• _GIVEN ENTRIES_:
━━━

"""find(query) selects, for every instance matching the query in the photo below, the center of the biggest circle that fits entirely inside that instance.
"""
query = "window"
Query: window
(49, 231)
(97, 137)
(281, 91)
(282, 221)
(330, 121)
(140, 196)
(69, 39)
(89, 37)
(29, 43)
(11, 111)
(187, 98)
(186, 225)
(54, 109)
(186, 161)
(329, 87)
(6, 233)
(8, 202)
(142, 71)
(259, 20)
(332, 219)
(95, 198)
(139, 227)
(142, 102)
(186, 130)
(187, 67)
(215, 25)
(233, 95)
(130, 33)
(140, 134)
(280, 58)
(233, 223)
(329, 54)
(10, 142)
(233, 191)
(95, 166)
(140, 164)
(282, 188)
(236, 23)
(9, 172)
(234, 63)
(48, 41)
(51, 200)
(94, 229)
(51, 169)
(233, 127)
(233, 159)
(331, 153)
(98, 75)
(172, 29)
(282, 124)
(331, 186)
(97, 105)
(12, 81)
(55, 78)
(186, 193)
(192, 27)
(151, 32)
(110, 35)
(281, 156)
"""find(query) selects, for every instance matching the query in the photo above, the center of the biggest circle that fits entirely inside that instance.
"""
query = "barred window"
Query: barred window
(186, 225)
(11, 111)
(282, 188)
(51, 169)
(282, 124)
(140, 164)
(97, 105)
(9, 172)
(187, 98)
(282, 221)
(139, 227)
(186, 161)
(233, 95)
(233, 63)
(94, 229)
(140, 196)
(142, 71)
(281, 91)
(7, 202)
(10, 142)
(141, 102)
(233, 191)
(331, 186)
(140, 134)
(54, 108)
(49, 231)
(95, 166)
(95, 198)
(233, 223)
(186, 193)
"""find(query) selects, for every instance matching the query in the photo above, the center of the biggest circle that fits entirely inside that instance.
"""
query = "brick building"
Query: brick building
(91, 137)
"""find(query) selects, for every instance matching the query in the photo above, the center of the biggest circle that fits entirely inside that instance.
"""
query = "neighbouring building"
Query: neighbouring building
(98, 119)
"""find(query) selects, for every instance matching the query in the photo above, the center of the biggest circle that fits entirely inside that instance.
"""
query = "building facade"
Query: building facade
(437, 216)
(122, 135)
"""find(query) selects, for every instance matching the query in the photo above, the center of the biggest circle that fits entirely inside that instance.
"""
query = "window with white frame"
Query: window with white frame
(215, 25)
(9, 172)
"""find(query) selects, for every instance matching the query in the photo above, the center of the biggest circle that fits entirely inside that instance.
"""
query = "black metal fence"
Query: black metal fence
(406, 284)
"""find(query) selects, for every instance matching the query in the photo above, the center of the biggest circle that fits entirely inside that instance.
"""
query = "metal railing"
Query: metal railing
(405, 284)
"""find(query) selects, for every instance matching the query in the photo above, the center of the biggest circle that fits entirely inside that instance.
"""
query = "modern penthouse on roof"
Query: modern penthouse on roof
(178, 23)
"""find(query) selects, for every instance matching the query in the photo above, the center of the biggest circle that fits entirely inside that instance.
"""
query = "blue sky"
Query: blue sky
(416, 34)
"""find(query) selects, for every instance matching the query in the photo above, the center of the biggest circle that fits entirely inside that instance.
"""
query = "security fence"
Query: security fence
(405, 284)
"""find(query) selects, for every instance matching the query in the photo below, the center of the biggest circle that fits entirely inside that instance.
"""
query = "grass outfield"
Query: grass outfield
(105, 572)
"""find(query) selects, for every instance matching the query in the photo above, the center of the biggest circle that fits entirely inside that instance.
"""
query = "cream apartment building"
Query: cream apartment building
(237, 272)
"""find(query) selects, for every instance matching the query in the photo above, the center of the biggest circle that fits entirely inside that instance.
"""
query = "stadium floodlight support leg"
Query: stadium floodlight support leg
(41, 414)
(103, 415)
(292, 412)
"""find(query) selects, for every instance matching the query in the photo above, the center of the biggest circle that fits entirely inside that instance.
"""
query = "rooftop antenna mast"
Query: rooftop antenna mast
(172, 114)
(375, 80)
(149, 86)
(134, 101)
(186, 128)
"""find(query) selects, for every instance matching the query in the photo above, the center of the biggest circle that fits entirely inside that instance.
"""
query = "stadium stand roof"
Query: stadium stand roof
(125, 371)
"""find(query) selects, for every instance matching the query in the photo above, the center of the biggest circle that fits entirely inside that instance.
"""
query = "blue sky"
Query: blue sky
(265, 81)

━━━

• _INSTRUCTIONS TO FOLLOW_: Output each record above exactly, omitting nothing.

• _THE COMPLETED TASK_:
"""find(query) selects, for every instance matching the query in the photo below, the center of the biggest circle that fits entirely inside that instance.
"""
query = "window"
Query: window
(49, 231)
(97, 137)
(281, 91)
(282, 221)
(330, 121)
(140, 196)
(69, 39)
(89, 37)
(29, 43)
(11, 111)
(187, 98)
(186, 225)
(54, 109)
(186, 161)
(329, 87)
(6, 233)
(8, 202)
(142, 71)
(259, 20)
(332, 219)
(95, 198)
(139, 227)
(142, 102)
(186, 130)
(187, 67)
(215, 25)
(233, 95)
(130, 33)
(140, 134)
(280, 58)
(233, 223)
(329, 54)
(10, 142)
(233, 191)
(95, 166)
(140, 164)
(282, 188)
(236, 23)
(9, 172)
(234, 63)
(48, 41)
(51, 200)
(94, 229)
(51, 169)
(233, 127)
(233, 159)
(331, 153)
(98, 75)
(172, 29)
(282, 124)
(331, 186)
(97, 105)
(12, 81)
(55, 78)
(186, 193)
(192, 27)
(151, 32)
(110, 35)
(281, 156)
"""find(query) selects, for every instance matching the query in the photo above, the center of the biggest circle that fits entirely inside that instance.
"""
query = "barred window"
Query: barred window
(186, 225)
(11, 111)
(282, 188)
(51, 169)
(282, 124)
(140, 164)
(97, 105)
(9, 172)
(187, 98)
(282, 221)
(139, 227)
(186, 161)
(233, 95)
(233, 63)
(94, 229)
(140, 196)
(142, 71)
(281, 91)
(7, 202)
(10, 142)
(141, 102)
(233, 191)
(331, 186)
(140, 134)
(54, 108)
(49, 231)
(95, 166)
(95, 198)
(233, 223)
(186, 193)
"""find(query) selects, for every instance matching the query in the photo above, the center of the biggest circle that fits entirely inside that instance.
"""
query = "brick building"
Query: brick building
(91, 137)
"""find(query) selects, for every instance matching the query in the photo above, the center of the biggest circle that fits entirely inside that instance.
"""
query = "neighbouring building"
Query: neighbouring building
(98, 119)
"""find(query) selects, for every instance matching the query in the photo above, the center of the biggest circle that fits entirely inside that instance.
"""
query = "building facade"
Query: building facade
(437, 216)
(122, 135)
"""find(query) selects, for every instance matching the query in the photo above, the center of the biggest circle that fits entirely inside that instance.
"""
query = "window with white frame"
Query: window with white frame
(215, 25)
(9, 172)
"""find(query) selects, for every instance matching the query in the photo above, the center of the biggest circle that fits entirely inside that instance.
"""
query = "black metal fence"
Query: black metal fence
(406, 284)
"""find(query) selects, for every instance matching the query in the photo above, the center of the biggest circle that fits entirely inside that instance.
"""
query = "metal railing"
Query: metal railing
(405, 284)
"""find(query) selects, for every instance matching the query in the photo above, the center of the biggest circle that fits entirely inside that instance.
"""
query = "modern penthouse on roof"
Query: modern penthouse on roof
(178, 23)
"""find(query) selects, for every instance matching the query in the photo above, the center of the biggest circle that fits entirely inside that instance.
"""
query = "blue sky"
Query: blue sky
(416, 34)
"""find(query) selects, for every instance matching the query in the photo above, the center of the biggest circle that fits entirely inside that instance.
"""
query = "security fence"
Query: security fence
(405, 284)
"""find(query) selects, for every instance matching the query in the photo below, the center of the biggest circle that fits entirely inside that instance.
"""
query = "grass outfield"
Query: grass outfield
(105, 572)
"""find(query) selects, for every instance matching the query in the photo above, the center of the biggest circle that fits entirely inside that instance.
"""
query = "cream apartment building"
Query: cream apartment building
(237, 272)
"""find(query) selects, for every instance matching the query in the photo above, the center of the biggest circle that fits entirely inside that instance.
"""
query = "stadium floodlight support leg"
Query: stadium floodlight support leg
(41, 414)
(103, 415)
(292, 412)
"""find(query) selects, for every instance matching the query in the photo above, the center of the biggest circle that fits entirely inside that instance.
"""
query = "rooftop antenna mast"
Query: rooftop antenna mast
(172, 114)
(375, 80)
(149, 86)
(134, 101)
(186, 128)
"""find(query) selects, for every instance matching the query in the photo above, the center of the biggest circle that fits entirely inside that instance.
"""
query = "stadium stand roof"
Query: stadium stand roof
(125, 371)
"""find(query) selects, for every instance matching the query in the photo above, the center of the biggest circle that fits entirely inside that instance.
"""
query = "blue sky"
Query: blue sky
(265, 81)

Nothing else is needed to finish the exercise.